Arbeitsaufträge =>
#1 Nenne jeden Benutzernamen, unter dem in der Forumsdiskussion zur Thermistorauswertung ein Beitrag steht, und zwar jeden nur einmal.
#2 Fasse die Forumsdiskussion zur Thermistorauswertung in drei Sätzen zusammen.
#3 Führe die Forumsdiskussion zur Thermistorauswertung nach ihrem letzten Satz weiter.

Textauszug =>

####################

# Thermistorauswertung direkt über DI



## sirbarny (6 April 2011)

Was haltet ihr von der Thermistorauswertung direkt über den DI der SPS?
(CPU315...) Sollte theoretisch kein Problem darstellen.
Wird dies so in der Praxis ausgeführt oder verwendet ihr Thermistoren nur mit Thermistorauswerterelais?

Danke
Sir


----------



## bazooqa (6 April 2011)

Das wird nicht funktionieren, da ein Thermistor ein analoges Bauteil  ist. Einen Temperaturschalter kannst du direkt auf einen DI legen, aber bei  einem Thermistor musst du zwingend ein Auswerterelais benutzen oder einen AI nehmen.


----------



## MSB (6 April 2011)

Meinst du mit Thermistor PTC oder Thermokontakt, wird begrifflich ja gerne durcheinandergewürfelt.

Bei Thermokontakt:
Sicher kein Problem sowas direkt auf den DI zu legen.

Bei Thermistor:
Eindeutig Thermistorschutzrelais, vor allem auch weil die Spannung am Thermistor nicht allzu hoch sein darf ...

Mfg
Manuel


----------



## sirbarny (7 April 2011)

Die Kennlinie des PTC steigt ab einer bestimmten Temperatur sehr steil an. Diese Temperatur ist natürlich bei den meißten Thermistoren unterschiedlich.

####################

Datenblock =>
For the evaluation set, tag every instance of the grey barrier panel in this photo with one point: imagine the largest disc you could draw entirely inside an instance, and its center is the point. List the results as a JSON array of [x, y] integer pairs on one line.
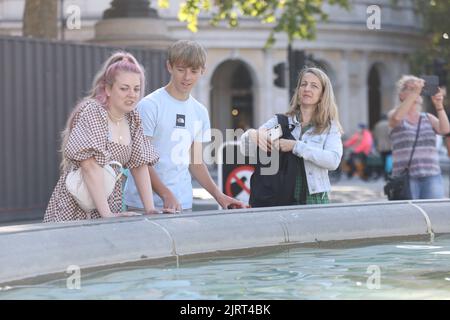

####################

Lösungen =>
#1 sirbarny, bazooqa, MSB

#2 sirbarny fragt, ob sich ein Thermistor direkt über einen DI der SPS auswerten lässt oder ob man in der Praxis ein Thermistorauswerterelais verwendet. bazooqa hält das für nicht machbar, weil ein Thermistor ein analoges Bauteil ist, und nennt als Lösung ein Auswerterelais oder einen AI. MSB unterscheidet zwischen Thermokontakt und Thermistor: Ein Thermokontakt kann direkt auf den DI gelegt werden, ein Thermistor braucht dagegen ein Thermistorschutzrelais, auch weil die Spannung am Thermistor nicht zu hoch sein darf.

#3
Bei den Siemens DI's werden 13 - 30V als 1-Signal gewertet. Zwischen 5 und 13 V ist der Zusatnd nicht 100% definiert, aber unter 5 V auf jeden Fall 0-Signal.
Der Strom der Siemens DI-Karte beträgt ca. 7 mA, dies sollte für den PTC ebenfalls kein Problem bereiten.
Ich werde versuchen einen Test durchzuführen. Aber professionell ist diese Lösung mit Sicherheit nicht.


----------



## Sockenralf (7 April 2011)

Hallo,


sirbarny schrieb:


> Die Kennlinie des PTC steigt ab einer bestimmten Temperatur sehr steil an. Diese Temperatur ist natürlich bei den meißten Thermistoren unterschiedlich.
> Bei den Siemens DI's werden 13 - 30V als 1-Signal gewertet. Zwischen 5 und 13 V ist der Zusatnd nicht 100% definiert, aber unter 5 V auf jeden Fall 0-Signal.
> Der Strom der Siemens DI-Karte beträgt ca. 7 mA, dies sollte für den PTC ebenfalls kein Problem bereiten.
> Ich werde versuchen einen Test durchzuführen. Aber professionell ist diese Lösung mit Sicherheit nicht.


 
Du willst das aber doch niemandem verkaufen, oder?

Ich würde dich zuerst teeren, dann federn und anschließend vom Hof jagen *ROFL*


MfG


----------



## sirbarny (8 April 2011)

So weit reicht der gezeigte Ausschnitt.